(Source data)
———
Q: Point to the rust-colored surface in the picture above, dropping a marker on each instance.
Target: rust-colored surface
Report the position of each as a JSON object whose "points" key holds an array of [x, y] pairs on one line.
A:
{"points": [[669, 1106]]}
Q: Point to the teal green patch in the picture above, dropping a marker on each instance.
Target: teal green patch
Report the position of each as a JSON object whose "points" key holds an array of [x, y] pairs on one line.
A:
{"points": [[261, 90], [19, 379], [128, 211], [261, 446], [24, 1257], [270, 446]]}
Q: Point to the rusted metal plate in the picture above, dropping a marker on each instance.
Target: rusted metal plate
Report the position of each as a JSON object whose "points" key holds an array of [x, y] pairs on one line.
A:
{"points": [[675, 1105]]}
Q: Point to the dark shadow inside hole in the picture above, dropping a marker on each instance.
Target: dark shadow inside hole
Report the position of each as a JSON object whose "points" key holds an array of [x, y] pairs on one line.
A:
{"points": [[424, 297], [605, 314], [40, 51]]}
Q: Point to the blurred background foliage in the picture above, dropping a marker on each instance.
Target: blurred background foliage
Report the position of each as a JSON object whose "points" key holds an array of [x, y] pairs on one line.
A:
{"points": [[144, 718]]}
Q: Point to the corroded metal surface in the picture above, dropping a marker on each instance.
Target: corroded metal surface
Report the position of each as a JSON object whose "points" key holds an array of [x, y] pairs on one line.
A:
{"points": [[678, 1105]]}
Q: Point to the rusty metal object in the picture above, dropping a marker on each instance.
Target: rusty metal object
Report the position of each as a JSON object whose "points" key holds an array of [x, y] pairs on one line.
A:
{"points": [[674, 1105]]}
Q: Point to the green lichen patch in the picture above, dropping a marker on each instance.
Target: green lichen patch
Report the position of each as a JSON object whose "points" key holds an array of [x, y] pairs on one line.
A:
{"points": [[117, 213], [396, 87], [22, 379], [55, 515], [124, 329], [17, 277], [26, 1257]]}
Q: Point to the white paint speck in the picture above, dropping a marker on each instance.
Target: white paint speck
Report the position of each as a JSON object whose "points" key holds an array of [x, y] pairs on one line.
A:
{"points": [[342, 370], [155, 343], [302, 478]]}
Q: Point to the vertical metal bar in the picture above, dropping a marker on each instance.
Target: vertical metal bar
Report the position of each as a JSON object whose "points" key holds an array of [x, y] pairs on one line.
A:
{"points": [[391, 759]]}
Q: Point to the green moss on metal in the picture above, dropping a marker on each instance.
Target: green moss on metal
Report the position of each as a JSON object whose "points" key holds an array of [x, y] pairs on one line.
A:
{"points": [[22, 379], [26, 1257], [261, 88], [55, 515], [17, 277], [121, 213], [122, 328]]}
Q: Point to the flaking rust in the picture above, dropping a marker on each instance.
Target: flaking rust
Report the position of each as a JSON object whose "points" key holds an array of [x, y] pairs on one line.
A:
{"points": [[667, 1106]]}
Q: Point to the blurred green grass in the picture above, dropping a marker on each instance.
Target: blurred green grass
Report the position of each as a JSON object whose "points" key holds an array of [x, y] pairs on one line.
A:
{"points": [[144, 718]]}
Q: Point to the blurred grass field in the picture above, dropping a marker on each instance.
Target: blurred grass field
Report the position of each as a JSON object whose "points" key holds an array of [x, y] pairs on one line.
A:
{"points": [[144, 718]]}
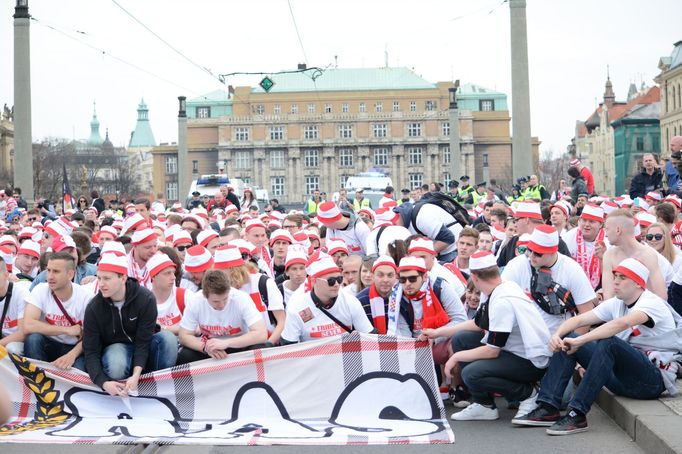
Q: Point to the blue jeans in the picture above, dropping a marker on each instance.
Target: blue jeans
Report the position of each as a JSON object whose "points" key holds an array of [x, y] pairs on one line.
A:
{"points": [[610, 362], [43, 348], [117, 359]]}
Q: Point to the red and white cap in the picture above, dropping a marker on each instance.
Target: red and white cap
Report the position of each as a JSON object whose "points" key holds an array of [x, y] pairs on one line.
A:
{"points": [[323, 265], [592, 212], [421, 245], [295, 256], [335, 245], [63, 242], [30, 247], [609, 207], [564, 207], [132, 223], [253, 224], [198, 259], [114, 263], [328, 212], [143, 236], [113, 247], [544, 240], [654, 195], [412, 263], [480, 260], [633, 269], [281, 235], [528, 210], [384, 260], [227, 257], [158, 263], [205, 236], [645, 219], [181, 237]]}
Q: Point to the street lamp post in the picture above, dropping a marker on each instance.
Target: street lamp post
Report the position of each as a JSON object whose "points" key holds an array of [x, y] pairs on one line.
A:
{"points": [[455, 152]]}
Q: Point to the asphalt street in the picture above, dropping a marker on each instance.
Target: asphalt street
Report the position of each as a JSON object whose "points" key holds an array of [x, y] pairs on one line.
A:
{"points": [[474, 436]]}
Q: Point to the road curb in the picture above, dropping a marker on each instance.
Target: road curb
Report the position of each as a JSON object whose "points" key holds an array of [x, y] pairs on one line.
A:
{"points": [[650, 423]]}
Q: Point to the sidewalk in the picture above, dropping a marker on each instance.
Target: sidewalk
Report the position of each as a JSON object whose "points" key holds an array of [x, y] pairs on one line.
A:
{"points": [[655, 425]]}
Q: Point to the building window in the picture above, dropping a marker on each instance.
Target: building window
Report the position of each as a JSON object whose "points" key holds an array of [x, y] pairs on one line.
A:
{"points": [[415, 155], [486, 105], [203, 112], [445, 152], [172, 190], [171, 165], [312, 184], [277, 159], [380, 129], [241, 133], [345, 131], [381, 156], [415, 180], [640, 143], [311, 158], [277, 186], [346, 157], [276, 132], [310, 132], [414, 129], [243, 159]]}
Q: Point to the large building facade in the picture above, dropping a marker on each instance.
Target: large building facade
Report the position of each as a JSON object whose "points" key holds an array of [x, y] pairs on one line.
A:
{"points": [[314, 129]]}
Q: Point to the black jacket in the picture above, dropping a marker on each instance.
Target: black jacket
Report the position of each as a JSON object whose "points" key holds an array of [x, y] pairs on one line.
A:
{"points": [[103, 325], [642, 183]]}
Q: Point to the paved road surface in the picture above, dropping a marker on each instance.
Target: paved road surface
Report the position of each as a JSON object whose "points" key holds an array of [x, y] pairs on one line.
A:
{"points": [[482, 436]]}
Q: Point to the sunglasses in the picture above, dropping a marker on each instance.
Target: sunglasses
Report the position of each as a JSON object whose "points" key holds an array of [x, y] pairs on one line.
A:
{"points": [[331, 281], [411, 279]]}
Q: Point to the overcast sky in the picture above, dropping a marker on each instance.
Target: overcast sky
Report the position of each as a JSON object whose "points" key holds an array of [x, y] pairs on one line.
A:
{"points": [[570, 44]]}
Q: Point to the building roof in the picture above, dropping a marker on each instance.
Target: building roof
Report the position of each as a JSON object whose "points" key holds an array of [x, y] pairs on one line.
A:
{"points": [[346, 79]]}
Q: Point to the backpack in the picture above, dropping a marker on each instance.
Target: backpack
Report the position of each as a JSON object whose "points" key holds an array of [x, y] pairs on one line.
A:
{"points": [[446, 203]]}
———
§ EXERCISE PROMPT: Among the lines above, return each one holding the string "white".

§ SOLUTION TO THE EXERCISE:
Q: Point to the white paint speck in the picture above, dropping a marker on each instance.
Target: white paint speck
Q: Point to the red and white cap in the picture above, dropping a marker on each instance.
Target: red and white cap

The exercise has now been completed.